Rows from a dataset
# # # # #
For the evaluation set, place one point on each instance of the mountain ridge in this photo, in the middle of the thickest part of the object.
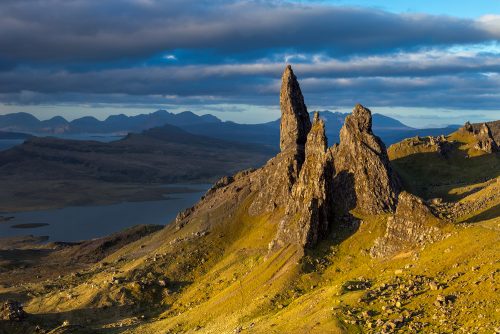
(389, 129)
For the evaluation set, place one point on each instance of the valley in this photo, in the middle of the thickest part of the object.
(348, 238)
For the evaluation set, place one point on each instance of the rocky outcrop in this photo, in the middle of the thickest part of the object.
(364, 178)
(273, 183)
(485, 138)
(295, 122)
(308, 211)
(485, 141)
(411, 226)
(12, 311)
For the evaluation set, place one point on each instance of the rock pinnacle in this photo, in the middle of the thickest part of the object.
(295, 122)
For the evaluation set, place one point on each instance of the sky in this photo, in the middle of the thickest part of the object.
(426, 63)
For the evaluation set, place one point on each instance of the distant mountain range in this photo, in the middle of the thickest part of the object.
(389, 129)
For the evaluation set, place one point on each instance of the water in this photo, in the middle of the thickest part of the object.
(106, 138)
(87, 222)
(8, 143)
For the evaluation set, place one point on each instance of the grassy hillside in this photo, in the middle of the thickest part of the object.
(215, 275)
(429, 174)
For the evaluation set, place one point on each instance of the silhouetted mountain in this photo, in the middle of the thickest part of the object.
(24, 122)
(389, 129)
(14, 135)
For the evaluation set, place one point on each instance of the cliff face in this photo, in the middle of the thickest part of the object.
(486, 140)
(412, 225)
(309, 209)
(273, 183)
(295, 122)
(364, 178)
(315, 185)
(310, 180)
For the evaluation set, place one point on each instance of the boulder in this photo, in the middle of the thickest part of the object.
(411, 226)
(12, 311)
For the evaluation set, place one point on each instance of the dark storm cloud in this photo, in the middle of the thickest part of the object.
(71, 30)
(209, 52)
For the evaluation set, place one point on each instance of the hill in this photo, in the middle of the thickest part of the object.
(437, 166)
(85, 172)
(389, 129)
(13, 135)
(320, 239)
# # # # #
Copy every one of the records above word for word, leaving out the pictures.

For the evaluation set, place one point on each instance of the mountain ridge in this photo, in the middle of the thickest part of the object.
(389, 129)
For the evaluation set, place one point on each instance of the valley in this photo, in the middle of the thickest part of the object.
(348, 238)
For the evaluation set, place one point on each instance of the rocky outcrop in this photo, in the middle of the thickest part of the object.
(364, 178)
(273, 183)
(485, 138)
(295, 122)
(308, 211)
(485, 141)
(411, 226)
(12, 311)
For the evaluation set, place one point on each instance of the rock pinnacle in this photo, in the middle of the thickest part of the object.
(295, 122)
For the evaluation set, place one point on each instance of the sky in this photo, in the middle of the thickest part of the object.
(426, 63)
For the evaluation set, place one point on each instance of the distant mountain range in this photo, in the middle of the thickest part of the object.
(389, 129)
For the evaluation set, place one point on each instance of the water in this photo, in the middle of the thickest part of the object.
(106, 138)
(87, 222)
(8, 143)
For the evaluation set, place one point on each instance of the grassy hillside in this photo, in the middle of the thickest part of the object.
(215, 275)
(429, 174)
For the evaluation set, place one point on each instance of the silhouetted mountain in this photo, in the middle of the thickest part of the object.
(24, 122)
(389, 129)
(14, 135)
For the evaluation set, place one point on each instance of the cliff face in this photo, in the middle of the thickest part of the object.
(486, 140)
(412, 225)
(309, 209)
(273, 183)
(295, 122)
(364, 178)
(315, 185)
(310, 180)
For the evaluation set, place one point on each instance of the boulder in this photo, in the middle of the thickest part of the object.
(411, 226)
(12, 311)
For the evaluation set, place one point on each instance of the dark storm cloud in this photo, in the middle of the thickest part of the object.
(71, 30)
(209, 52)
For the evaluation set, place one point on each instance of the hill in this photo, in the middle of the thickest part of the object.
(437, 166)
(85, 172)
(389, 129)
(13, 135)
(320, 239)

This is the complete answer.